Scopriamo gli elementi che fanno della viticoltura in alcune zone della Sardegna e della Sicilia, una pratica eroica, primordiale e umana.
Il rispetto per le tradizioni ancestrali che arrivano dal passato. E per due territori che rappresentano tesori paesaggistici. Poi ancora condizioni climatiche e pedologiche estreme, tra pendenze ed escursioni termiche considerevoli. I principi di base che animano i vignaioli della Sicilia dell’Etna e della Sardegna, specie nella zona del Mandrolisai, sono simili. L’approccio in punta di piedi quasi per non disturbare i meravigliosi paesaggi circostanti anche. E in alcuni casi pure le tecniche impiegate, con la coltivazione della vite ad alberello, le pratiche utilizzate per lavorare la terra, che lasciano fuori dai vigneti le macchine e si appoggiano ancora all’ausilio degli animali. Tutti questi elementi fanno della viticoltura in alcune zone della Sardegna e della Sicilia, una pratica eroica, primordiale e umana.

(Voci salvate)

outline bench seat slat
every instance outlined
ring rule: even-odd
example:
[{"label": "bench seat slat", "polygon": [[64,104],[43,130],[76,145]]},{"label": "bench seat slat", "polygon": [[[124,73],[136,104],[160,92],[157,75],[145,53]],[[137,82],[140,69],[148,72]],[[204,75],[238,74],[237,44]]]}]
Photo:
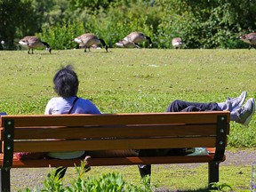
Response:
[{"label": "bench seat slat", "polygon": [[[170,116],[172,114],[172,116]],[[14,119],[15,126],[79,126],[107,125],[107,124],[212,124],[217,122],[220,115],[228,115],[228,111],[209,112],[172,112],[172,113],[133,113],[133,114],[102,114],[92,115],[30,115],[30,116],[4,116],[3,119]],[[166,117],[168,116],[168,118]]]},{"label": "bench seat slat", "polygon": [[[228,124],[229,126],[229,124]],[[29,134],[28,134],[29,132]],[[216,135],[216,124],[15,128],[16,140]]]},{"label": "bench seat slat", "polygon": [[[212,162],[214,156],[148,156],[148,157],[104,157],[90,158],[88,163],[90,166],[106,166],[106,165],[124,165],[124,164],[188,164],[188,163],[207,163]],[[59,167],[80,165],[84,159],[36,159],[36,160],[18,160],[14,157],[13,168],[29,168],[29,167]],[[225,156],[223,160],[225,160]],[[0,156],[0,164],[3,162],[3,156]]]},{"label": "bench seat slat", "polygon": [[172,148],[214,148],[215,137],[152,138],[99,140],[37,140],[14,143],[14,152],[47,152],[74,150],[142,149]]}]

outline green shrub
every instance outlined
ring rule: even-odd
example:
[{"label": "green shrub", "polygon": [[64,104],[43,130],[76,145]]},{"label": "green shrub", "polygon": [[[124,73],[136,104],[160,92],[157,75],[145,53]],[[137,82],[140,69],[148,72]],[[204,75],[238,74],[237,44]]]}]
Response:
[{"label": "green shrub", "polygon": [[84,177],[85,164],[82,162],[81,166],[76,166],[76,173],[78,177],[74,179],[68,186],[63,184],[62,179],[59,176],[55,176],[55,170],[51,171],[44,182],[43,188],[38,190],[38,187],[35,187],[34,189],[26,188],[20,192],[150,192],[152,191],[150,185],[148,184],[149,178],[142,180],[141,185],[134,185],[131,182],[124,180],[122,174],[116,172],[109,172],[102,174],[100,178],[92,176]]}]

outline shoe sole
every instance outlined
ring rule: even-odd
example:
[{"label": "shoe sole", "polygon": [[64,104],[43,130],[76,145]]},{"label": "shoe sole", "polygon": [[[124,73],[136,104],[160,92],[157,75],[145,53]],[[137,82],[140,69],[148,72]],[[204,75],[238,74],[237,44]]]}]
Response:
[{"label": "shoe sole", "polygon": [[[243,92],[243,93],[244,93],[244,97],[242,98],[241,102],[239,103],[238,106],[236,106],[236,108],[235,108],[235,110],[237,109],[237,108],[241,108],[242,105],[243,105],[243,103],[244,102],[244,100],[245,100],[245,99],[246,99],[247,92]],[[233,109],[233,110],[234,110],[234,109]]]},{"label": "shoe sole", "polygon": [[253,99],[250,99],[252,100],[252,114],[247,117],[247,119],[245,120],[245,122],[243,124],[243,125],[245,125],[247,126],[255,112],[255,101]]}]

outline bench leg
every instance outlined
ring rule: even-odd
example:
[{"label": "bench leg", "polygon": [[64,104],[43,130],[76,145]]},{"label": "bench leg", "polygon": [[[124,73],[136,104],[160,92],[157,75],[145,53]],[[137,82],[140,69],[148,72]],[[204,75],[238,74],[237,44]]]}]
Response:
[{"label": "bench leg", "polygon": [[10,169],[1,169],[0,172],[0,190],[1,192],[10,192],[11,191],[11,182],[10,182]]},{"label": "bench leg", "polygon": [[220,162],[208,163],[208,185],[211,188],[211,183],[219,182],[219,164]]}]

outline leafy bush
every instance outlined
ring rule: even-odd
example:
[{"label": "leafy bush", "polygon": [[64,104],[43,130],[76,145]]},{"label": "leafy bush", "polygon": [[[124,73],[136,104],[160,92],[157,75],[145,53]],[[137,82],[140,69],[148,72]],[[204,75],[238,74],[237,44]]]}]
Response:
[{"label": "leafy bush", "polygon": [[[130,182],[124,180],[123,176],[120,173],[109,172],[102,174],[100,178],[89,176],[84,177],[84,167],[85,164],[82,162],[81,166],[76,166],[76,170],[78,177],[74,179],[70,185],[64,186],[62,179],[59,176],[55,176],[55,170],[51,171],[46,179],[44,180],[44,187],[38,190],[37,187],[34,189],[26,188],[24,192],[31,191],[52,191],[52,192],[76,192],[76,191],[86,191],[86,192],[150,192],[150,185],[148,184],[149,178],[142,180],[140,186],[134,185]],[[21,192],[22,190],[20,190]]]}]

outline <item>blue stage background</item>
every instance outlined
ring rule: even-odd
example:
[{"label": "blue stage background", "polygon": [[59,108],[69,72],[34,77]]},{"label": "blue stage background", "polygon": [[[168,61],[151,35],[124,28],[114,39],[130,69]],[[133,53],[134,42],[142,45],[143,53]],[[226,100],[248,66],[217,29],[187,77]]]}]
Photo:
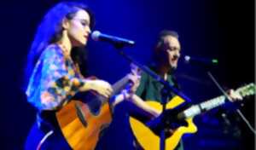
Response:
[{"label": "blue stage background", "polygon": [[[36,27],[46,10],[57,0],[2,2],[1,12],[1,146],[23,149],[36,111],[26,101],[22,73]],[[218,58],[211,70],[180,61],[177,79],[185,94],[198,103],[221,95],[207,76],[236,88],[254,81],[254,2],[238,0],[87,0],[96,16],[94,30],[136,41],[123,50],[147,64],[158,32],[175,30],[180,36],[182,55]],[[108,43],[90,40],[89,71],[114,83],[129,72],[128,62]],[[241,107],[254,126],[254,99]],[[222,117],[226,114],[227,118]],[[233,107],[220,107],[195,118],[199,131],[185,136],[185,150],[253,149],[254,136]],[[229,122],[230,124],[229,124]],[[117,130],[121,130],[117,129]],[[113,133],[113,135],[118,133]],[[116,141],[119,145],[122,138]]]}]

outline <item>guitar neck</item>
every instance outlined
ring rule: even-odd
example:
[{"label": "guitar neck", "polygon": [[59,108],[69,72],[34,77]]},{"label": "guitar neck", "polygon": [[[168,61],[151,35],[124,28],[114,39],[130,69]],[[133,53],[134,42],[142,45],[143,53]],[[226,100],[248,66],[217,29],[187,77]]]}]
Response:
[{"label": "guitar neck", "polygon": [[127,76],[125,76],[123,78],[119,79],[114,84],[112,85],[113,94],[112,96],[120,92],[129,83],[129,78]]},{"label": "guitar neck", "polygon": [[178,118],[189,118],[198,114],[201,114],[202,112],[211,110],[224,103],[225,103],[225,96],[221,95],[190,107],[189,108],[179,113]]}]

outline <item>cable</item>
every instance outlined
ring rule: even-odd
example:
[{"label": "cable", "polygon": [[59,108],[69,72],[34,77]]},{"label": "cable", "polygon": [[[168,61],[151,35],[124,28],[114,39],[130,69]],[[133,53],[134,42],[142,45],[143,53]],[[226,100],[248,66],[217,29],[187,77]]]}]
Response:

Descrizione del compito:
Rispondi a queste domande sul brano dedicato alla viticoltura in Sardegna e Sicilia.
1. Quale zona della Sardegna viene nominata?
2. Con quale forma viene coltivata la vite in alcuni casi?
3. Su quale aiuto si appoggiano ancora le pratiche per lavorare la terra, al posto delle macchine?

Risposta al compito:
1. Il Mandrolisai.
2. Ad alberello.
3. Sull'ausilio degli animali.